--- Problems to solve ---
a - Quote the post about the Breaking the Waves talk word for word, starting with "So there I was, a" and going on through "would have done.".
b - Write what comes next in the post about hearing the team behind the opera Breaking the Waves, picking up right after its last sentence.

--- Selected extract ---
▬▬▬

So Monday night I sat amid giants & idols like Missy Mazzoli, Beth Morrison, Royce Vavrik and David Devan; producers of contemporary opera in America – women & men spearheading the future of this medium for the rest of the world to follow. If you can imagine what a flea hovering about your head must feel like as you swat it out of the way, well, I was that flea Monday night
sitting in the Peter B. Lewis Theater underdeath the Guggenheim museum – only difference was I wasn’t buzzing around anyone’s head. That would have been weird. I was a well behaved flea who didn’t get in anyone’s ointment or march defyantly around the rim of anyone’s coctkail glass. I’m taking the metaphore too far…I am not a flea, I am a human being and if there is any great difference, truly, between a flea and a human being it’s that I make meaning of things where the flea does not. In fact I am unable to not make things mean things but that’s a story for another day.
So there I was, a virtual flea, listening to giants discuss the creation of a new opera, Breaking the Waves, that premieres at Opera Philadelphia next week. I paid the equvalent of a good seat in the Family Circle at The Metropolitan Opera on a Saturday night to listen to a select number of chamber pieces – performed by the amazing lead cast & musicians – and hear the composer, librettist, conductor and director discuss their process. Why would I do such a thing? Wouldn’t the value have been in networking like crazy and leave with at least one good contact? That is what a flea would have done.

▬▬▬

--- Dataset content ---
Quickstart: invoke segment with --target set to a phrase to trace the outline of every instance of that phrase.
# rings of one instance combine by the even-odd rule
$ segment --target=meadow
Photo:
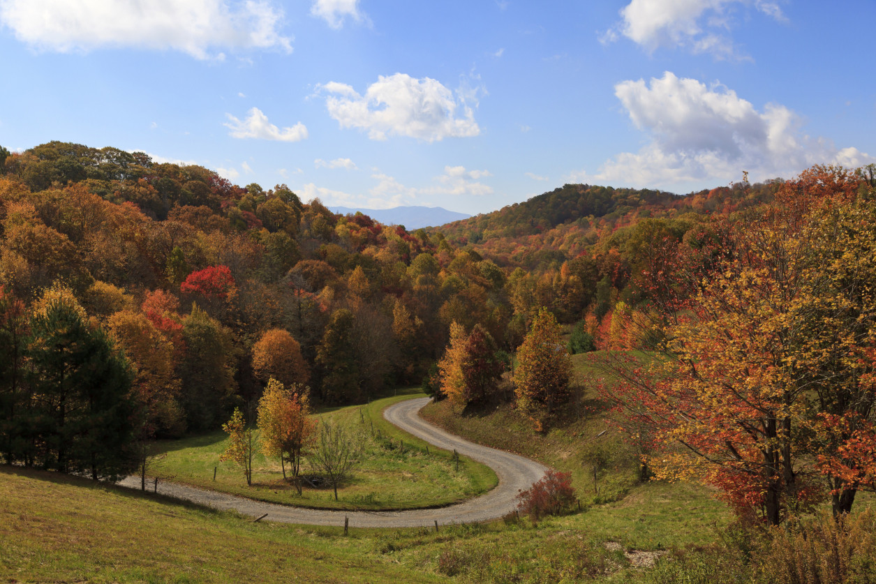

▬▬▬

--- Answers per task ---
a -
So there I was, a virtual flea, listening to giants discuss the creation of a new opera, Breaking the Waves, that premieres at Opera Philadelphia next week. I paid the equvalent of a good seat in the Family Circle at The Metropolitan Opera on a Saturday night to listen to a select number of chamber pieces – performed by the amazing lead cast & musicians – and hear the composer, librettist, conductor and director discuss their process. Why would I do such a thing? Wouldn’t the value have been in networking like crazy and leave with at least one good contact? That is what a flea would have done.

b -
That is not why I was there. At another time I will do that, probably yes, but this was the beginning of a grand adventure that I’ve been working my way towards for the better part of five years.
Attending the Works and Process event made manifest (even for just a tiny fraction of a moment) what I have been saying I want…to be a librettist and be part of the modern opera movement. I did have one interaction with a person-of-note (nobody mentioned here thus far) that didn’t go so well. We chatted a bit and when she asked me what I was doing there I blurted out “I want to be doing what they’re doing!” pointing at the stage filled with empty chairs and music stands. She quickly ended our conversation and I sat in my seat feeling the sting of having been swatted out of the way. I deserved it. Did I show up to this most intimate of opera events unprepared? Well, yes I did. I went in there with one intention; to fully immerse myself in the Society of Amazing Peole who Produce Opera for a Living. SAPPOL – and damit that’s exactly what I did!
Back to giants and idols: Being Jewish, I have learned that idols are bad, bad things to be shunned and avoided at all cost. I can and do ascribe to the principle that bowing down to a piece of brightly painted clay begging for salvation, or a new job, is something rediculus and potentially damaging. But then I went to the dictionary to broaden my meaning of the word.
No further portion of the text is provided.